> [What you have to do]
Recast every line, from the first one down to the line containing "(201, 1116)", as a Markdown table with the columns Row and Text, skipping blank lines.

[Begin Records shown]

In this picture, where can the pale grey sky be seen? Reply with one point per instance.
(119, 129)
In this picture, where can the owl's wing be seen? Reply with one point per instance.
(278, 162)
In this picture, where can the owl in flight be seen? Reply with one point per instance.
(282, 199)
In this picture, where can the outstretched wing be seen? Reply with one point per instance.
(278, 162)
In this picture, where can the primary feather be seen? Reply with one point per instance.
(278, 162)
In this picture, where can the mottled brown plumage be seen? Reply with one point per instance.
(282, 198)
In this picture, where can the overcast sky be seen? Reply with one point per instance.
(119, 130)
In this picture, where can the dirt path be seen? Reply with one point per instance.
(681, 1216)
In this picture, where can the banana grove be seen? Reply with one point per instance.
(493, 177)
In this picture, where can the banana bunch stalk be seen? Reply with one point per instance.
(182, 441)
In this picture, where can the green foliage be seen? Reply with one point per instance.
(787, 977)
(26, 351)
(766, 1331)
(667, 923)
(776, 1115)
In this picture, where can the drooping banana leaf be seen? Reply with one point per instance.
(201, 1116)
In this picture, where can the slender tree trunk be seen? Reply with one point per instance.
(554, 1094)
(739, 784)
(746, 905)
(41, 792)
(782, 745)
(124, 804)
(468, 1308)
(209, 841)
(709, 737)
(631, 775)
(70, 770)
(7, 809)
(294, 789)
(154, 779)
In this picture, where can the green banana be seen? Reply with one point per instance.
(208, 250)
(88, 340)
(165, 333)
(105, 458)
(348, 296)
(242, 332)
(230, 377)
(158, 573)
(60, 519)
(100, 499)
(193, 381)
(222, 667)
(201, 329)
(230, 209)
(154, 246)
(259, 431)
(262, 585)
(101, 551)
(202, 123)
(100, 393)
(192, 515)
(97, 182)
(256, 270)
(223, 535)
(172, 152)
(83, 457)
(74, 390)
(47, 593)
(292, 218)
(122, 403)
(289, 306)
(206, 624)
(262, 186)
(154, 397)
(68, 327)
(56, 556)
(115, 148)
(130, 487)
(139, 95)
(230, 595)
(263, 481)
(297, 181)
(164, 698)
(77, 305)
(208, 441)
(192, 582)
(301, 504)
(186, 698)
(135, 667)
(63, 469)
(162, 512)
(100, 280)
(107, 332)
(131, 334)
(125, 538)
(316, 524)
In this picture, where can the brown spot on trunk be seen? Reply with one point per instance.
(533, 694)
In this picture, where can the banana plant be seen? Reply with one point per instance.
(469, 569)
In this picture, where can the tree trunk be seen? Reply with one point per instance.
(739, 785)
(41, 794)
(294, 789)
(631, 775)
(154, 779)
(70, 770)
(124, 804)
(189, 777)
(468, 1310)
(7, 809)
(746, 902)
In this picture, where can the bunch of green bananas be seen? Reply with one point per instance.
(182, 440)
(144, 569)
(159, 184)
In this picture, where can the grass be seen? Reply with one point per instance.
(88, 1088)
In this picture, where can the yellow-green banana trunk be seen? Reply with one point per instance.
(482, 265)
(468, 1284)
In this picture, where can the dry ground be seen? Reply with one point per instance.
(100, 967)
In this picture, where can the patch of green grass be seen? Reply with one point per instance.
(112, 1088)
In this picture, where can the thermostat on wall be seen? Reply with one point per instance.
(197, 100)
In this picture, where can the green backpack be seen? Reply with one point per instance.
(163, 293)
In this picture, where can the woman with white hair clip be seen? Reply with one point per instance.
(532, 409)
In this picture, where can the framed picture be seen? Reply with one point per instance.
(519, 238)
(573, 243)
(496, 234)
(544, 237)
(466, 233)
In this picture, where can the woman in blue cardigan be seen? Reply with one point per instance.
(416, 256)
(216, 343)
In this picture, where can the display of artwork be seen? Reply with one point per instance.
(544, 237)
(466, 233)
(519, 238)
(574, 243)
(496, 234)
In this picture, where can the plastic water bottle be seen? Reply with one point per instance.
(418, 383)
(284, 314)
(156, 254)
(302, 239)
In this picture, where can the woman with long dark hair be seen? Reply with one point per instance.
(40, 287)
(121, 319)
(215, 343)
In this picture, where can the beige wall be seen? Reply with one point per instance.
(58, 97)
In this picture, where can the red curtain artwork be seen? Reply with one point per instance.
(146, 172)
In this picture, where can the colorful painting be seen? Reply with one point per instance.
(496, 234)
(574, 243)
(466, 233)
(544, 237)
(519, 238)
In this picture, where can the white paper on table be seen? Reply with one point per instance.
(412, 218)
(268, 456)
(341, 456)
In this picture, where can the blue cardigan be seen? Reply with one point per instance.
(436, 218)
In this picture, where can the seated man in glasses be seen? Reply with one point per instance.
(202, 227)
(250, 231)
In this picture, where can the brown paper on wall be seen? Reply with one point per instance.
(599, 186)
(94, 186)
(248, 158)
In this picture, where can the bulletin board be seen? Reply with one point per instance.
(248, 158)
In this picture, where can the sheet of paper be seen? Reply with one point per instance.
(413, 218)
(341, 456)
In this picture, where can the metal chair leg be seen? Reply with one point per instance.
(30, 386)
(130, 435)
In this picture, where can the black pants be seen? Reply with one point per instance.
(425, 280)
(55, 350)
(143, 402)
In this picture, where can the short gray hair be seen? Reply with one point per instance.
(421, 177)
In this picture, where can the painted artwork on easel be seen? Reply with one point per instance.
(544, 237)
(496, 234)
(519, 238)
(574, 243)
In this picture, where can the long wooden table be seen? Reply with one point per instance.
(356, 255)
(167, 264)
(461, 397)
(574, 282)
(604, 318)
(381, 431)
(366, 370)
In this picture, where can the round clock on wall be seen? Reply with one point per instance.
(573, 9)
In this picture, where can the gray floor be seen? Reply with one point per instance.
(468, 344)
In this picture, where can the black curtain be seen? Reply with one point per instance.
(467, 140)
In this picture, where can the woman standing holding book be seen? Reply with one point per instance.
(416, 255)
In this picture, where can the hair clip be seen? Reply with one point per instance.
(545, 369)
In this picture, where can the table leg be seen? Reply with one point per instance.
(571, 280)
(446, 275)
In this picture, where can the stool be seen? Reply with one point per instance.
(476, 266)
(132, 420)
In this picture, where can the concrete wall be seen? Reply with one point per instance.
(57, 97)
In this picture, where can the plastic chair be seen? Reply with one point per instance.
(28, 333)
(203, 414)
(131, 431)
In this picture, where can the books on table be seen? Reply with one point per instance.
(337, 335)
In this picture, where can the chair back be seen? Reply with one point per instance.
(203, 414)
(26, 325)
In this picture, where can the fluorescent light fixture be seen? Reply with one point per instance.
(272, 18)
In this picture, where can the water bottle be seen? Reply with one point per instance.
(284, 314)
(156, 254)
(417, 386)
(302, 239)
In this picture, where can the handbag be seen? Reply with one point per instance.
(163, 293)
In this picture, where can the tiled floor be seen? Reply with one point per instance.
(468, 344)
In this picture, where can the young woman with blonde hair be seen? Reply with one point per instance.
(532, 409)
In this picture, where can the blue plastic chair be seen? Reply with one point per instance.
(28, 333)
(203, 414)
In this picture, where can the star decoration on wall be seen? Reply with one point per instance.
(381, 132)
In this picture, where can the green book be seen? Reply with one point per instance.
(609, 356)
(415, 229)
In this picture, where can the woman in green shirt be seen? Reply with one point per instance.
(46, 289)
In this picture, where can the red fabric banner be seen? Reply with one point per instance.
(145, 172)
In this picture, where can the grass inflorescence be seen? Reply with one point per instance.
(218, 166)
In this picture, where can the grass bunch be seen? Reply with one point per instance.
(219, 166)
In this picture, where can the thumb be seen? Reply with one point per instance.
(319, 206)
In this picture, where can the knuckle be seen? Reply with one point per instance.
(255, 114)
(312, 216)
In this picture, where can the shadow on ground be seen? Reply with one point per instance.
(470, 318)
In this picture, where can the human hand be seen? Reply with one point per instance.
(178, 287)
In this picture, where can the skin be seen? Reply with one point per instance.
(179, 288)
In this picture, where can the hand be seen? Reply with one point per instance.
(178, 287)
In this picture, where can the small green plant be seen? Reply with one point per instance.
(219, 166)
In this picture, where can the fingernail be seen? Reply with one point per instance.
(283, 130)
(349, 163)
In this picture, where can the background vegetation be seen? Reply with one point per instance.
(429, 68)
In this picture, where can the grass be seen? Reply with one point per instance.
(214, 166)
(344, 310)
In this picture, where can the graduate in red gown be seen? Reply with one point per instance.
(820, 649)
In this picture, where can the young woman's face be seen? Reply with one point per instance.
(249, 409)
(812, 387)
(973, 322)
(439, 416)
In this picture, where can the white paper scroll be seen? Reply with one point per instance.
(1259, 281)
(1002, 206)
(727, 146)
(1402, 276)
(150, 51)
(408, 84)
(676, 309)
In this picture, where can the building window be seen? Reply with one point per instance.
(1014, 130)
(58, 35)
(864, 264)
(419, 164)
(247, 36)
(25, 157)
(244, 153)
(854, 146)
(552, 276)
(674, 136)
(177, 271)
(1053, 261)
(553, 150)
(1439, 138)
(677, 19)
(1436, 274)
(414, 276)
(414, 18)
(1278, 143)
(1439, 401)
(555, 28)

[End Records shown]

> [Correct output]
| Row | Text |
|---|---|
| 1 | In this picture, where can the pale grey sky be seen? Reply with one point per instance. |
| 2 | (119, 129) |
| 3 | In this picture, where can the owl's wing be seen? Reply with one point per instance. |
| 4 | (278, 162) |
| 5 | In this picture, where can the owl in flight be seen? Reply with one point per instance. |
| 6 | (282, 199) |
| 7 | In this picture, where can the outstretched wing be seen? Reply with one point per instance. |
| 8 | (278, 162) |
| 9 | In this picture, where can the primary feather be seen? Reply with one point per instance. |
| 10 | (278, 162) |
| 11 | In this picture, where can the mottled brown plumage be seen? Reply with one point per instance. |
| 12 | (282, 198) |
| 13 | In this picture, where can the overcast sky be seen? Reply with one point per instance. |
| 14 | (119, 130) |
| 15 | In this picture, where can the dirt path be seen? Reply with one point per instance. |
| 16 | (681, 1216) |
| 17 | In this picture, where can the banana grove be seen? Reply with one point per instance. |
| 18 | (493, 177) |
| 19 | In this picture, where can the banana bunch stalk be seen? Reply with one point per instance. |
| 20 | (182, 441) |
| 21 | In this picture, where can the green foliage be seen? Reply with one point per instance. |
| 22 | (787, 977) |
| 23 | (26, 351) |
| 24 | (766, 1331) |
| 25 | (667, 923) |
| 26 | (776, 1115) |
| 27 | In this picture, where can the drooping banana leaf be seen? Reply with one point per instance. |
| 28 | (201, 1116) |